• _Short task_
Extract the listing in its entirety, keeping each line identical to the original.

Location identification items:
§
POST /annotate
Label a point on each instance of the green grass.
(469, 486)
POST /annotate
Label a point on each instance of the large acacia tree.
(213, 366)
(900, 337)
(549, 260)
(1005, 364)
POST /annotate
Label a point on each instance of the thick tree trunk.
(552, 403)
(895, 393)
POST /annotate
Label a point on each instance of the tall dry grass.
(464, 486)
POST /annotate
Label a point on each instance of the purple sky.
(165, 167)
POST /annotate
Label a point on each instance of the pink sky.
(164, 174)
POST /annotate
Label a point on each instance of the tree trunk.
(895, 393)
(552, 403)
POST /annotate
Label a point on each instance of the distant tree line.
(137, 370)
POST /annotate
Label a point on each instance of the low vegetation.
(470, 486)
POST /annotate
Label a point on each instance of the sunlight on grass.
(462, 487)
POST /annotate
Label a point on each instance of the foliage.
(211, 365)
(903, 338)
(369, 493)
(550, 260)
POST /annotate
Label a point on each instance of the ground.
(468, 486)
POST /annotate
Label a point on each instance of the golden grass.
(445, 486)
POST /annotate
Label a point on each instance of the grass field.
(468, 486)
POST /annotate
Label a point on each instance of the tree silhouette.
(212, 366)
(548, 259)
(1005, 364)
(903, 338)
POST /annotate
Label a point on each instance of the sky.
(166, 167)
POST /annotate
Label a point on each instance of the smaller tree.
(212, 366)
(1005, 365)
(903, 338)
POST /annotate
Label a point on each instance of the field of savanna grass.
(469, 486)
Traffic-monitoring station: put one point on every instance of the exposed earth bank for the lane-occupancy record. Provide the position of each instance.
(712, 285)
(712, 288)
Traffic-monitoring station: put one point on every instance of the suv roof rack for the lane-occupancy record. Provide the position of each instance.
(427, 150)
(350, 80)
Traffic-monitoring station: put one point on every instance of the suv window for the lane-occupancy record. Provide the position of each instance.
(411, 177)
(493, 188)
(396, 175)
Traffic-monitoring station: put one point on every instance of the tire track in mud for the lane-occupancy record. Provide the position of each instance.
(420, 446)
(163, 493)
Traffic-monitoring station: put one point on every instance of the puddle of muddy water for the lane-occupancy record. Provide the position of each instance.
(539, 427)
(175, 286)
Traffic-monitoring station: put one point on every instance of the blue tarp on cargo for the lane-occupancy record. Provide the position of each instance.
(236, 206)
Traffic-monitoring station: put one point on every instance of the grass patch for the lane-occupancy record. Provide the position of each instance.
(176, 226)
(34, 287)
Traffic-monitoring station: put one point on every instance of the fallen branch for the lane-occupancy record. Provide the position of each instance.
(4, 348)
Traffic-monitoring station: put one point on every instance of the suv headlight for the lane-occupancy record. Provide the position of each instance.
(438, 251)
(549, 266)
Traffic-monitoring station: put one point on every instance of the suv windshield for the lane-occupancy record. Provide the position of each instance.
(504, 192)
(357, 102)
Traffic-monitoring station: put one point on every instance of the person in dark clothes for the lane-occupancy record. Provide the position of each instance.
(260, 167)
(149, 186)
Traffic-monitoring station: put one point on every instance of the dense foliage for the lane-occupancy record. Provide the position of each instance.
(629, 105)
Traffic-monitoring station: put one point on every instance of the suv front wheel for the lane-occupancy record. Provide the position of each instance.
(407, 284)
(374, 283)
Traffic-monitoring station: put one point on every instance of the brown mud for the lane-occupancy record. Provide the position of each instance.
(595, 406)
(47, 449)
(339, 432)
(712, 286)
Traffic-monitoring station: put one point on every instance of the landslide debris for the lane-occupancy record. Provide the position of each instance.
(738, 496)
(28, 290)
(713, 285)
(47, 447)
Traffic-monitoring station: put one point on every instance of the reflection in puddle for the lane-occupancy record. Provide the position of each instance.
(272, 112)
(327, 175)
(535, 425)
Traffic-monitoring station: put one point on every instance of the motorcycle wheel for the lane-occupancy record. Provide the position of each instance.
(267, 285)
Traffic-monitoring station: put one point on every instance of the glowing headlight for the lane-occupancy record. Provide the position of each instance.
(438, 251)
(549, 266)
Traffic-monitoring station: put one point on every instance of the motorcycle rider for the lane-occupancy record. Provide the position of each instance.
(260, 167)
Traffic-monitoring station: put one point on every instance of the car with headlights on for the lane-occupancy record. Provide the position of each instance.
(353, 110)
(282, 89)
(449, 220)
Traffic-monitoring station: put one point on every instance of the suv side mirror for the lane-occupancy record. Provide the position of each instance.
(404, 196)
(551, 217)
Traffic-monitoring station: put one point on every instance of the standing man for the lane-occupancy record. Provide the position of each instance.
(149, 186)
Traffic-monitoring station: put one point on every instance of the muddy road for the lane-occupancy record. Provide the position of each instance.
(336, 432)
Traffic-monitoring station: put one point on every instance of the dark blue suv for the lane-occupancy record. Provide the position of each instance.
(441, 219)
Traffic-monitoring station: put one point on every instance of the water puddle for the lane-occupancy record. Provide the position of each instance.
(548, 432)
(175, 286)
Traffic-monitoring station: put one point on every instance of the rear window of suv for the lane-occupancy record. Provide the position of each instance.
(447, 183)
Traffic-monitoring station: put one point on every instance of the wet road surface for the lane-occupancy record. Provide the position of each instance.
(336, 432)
§
• _Task output_
POST /annotate
Label a point on each instance of the green grass.
(469, 486)
POST /annotate
Label a point on each instance of the large acacia tree.
(213, 366)
(900, 337)
(549, 260)
(1005, 364)
POST /annotate
Label a point on each instance of the thick tree trunk.
(552, 403)
(895, 393)
POST /annotate
Label a point on each instance of the tall dry grass.
(464, 486)
POST /annotate
Label a point on each instance of the purple sky.
(165, 167)
POST /annotate
Label a point on each instance of the pink sky.
(164, 174)
POST /annotate
Label a point on each instance of the tree trunk.
(895, 393)
(552, 403)
POST /annotate
Label a point on each instance of the distant tree line.
(137, 370)
POST /annotate
Label a point on each instance of the low vegetation.
(470, 486)
POST /annotate
Label a point on each instance of the sunlight on grass.
(462, 487)
POST /annotate
Label a point on each instance of the foliage.
(211, 365)
(903, 338)
(369, 493)
(550, 260)
POST /annotate
Label a point on each instance of the ground.
(468, 486)
POST /annotate
Label a point on each instance of the golden grass.
(445, 486)
POST /annotate
Label a point on each instance of the grass field.
(468, 486)
POST /annotate
Label a point on each instance of the tree silhouette.
(212, 366)
(548, 259)
(1005, 364)
(903, 338)
POST /annotate
Label a point on each instance of the sky.
(166, 167)
POST /annotate
Label a point on each instance of the smaller tree.
(212, 366)
(1005, 365)
(903, 338)
POST /annotate
Label a point on each instance of the field of savanna grass.
(469, 486)
Traffic-monitoring station: put one point on every instance of the exposed earth bank for the lane-occupancy record. Provide the position of each instance.
(712, 285)
(712, 288)
Traffic-monitoring station: put one point on every instance of the suv roof rack for the lane-occupancy record. Provide the position of each instance.
(427, 150)
(350, 80)
Traffic-monitoring station: put one point on every instance of the suv window for the lane-occupancy record. Provide the position of each instance.
(411, 177)
(493, 188)
(396, 175)
Traffic-monitoring station: put one point on every instance of the tire track in mud for the lane-occupancy record. Provide the position of each instance.
(420, 446)
(163, 493)
Traffic-monitoring station: put one point on every instance of the puddle of muddy water for the lane-occupancy record. Provide the position of each instance.
(539, 427)
(175, 286)
Traffic-monitoring station: put one point on every instance of the blue tarp on cargo for the lane-occupancy record. Provide the position of each instance.
(236, 206)
Traffic-monitoring station: put one point on every instance of the grass patch for the lane-occupancy record. Provide the position of each instance.
(176, 226)
(34, 287)
Traffic-monitoring station: put one point on every instance of the fallen branch for the lane-occupancy record. Provide the position of each instance.
(4, 348)
Traffic-monitoring station: put one point on every instance of the suv headlight for the lane-occupancy record. Provide the position of each instance.
(438, 251)
(549, 266)
Traffic-monitoring station: put one point on every instance of the suv windshield for the lane-occupancy record. Provide the position of each instance.
(504, 192)
(357, 102)
Traffic-monitoring station: put one point on every instance of the person in dark clothes for the lane-occupancy record. Provide the position of each instance.
(260, 167)
(149, 186)
Traffic-monitoring station: put one point on every instance of the dense foliage for the lane-occupancy record. Provide the position of each instance.
(629, 105)
Traffic-monitoring station: put one point on every instance of the suv front wheel for the lane-occupancy record. Provide the position of each instance.
(407, 284)
(374, 283)
Traffic-monitoring station: put one point on every instance of the brown mud for the lane-occupancy record. Provide the position of each instance.
(595, 406)
(47, 449)
(339, 432)
(712, 286)
Traffic-monitoring station: put one point on every instance of the landslide debris for the lane-occupancy record. Provide the position of each instance.
(738, 496)
(28, 290)
(713, 285)
(47, 447)
Traffic-monitoring station: put one point on every instance of the reflection in puddle for the lane-occupancy record. Provide the position of each instance.
(272, 112)
(327, 175)
(535, 425)
Traffic-monitoring station: put one point on every instance of the motorcycle wheel for the lane-occupancy record. Provide the position of each instance.
(267, 285)
Traffic-monitoring station: put one point on every instance of the glowing headlight for the lane-occupancy record. Provide the position of each instance.
(438, 251)
(549, 266)
Traffic-monitoring station: put one point on every instance of the motorcycle rider for the lane-occupancy record. Provide the position of each instance.
(260, 167)
Traffic-monitoring station: put one point on every instance of the car with headlights on for the lane-occupancy record. Provide the position of each instance.
(353, 110)
(282, 89)
(449, 220)
Traffic-monitoring station: put one point on every instance of the suv side mirror for the lane-occupancy record. Provide the position of each instance.
(404, 196)
(551, 217)
Traffic-monitoring station: put one point on every instance of the standing man for the lane-occupancy record. Provide the position of each instance.
(149, 186)
Traffic-monitoring station: put one point on every instance of the muddy road for the lane-occupancy record. Provide the position of each instance.
(336, 432)
Traffic-monitoring station: put one point on every instance of the dark blue suv for the lane-occupancy record. Provide the position of each instance.
(441, 219)
Traffic-monitoring station: put one point on every instance of the water puddle for the lane-occupancy record. Provide the position of each instance.
(548, 432)
(175, 286)
Traffic-monitoring station: put one point on every instance of the rear window of suv for the lane-occupancy record. Provide the position of each instance.
(447, 183)
Traffic-monitoring station: put one point on every instance of the wet road surface for the lane-occupancy record. Provide the position of each instance.
(336, 432)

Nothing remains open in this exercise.